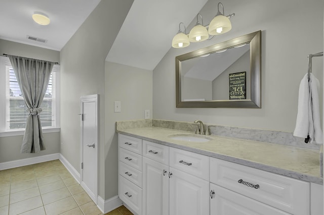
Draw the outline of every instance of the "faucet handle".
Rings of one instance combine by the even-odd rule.
[[[196,131],[194,132],[195,134],[199,134],[200,131],[200,129],[199,128],[199,124],[195,124],[197,126],[197,129],[196,129]]]
[[[205,131],[205,135],[211,135],[211,131],[209,129],[209,126],[208,125],[206,125],[206,130]]]

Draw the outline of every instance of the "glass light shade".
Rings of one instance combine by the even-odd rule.
[[[216,35],[226,33],[231,29],[232,25],[229,19],[220,15],[215,17],[210,23],[208,33],[211,35]]]
[[[178,33],[172,39],[172,47],[174,48],[184,48],[190,44],[188,36],[183,32]]]
[[[42,25],[47,25],[50,24],[50,19],[46,16],[39,14],[32,15],[32,19],[37,24]]]
[[[206,28],[200,24],[196,25],[189,33],[189,40],[190,42],[200,42],[208,39],[209,34]]]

━━━━━━━━

» **Exercise brief**: Collect each line in the records that contains the string "Draw". Case counts, so a line with the string only in a different case does not qualify.

» **Worked answer**:
Draw the outline of every instance of the "faucet handle".
Draw the outline of every instance of the "glass light shade".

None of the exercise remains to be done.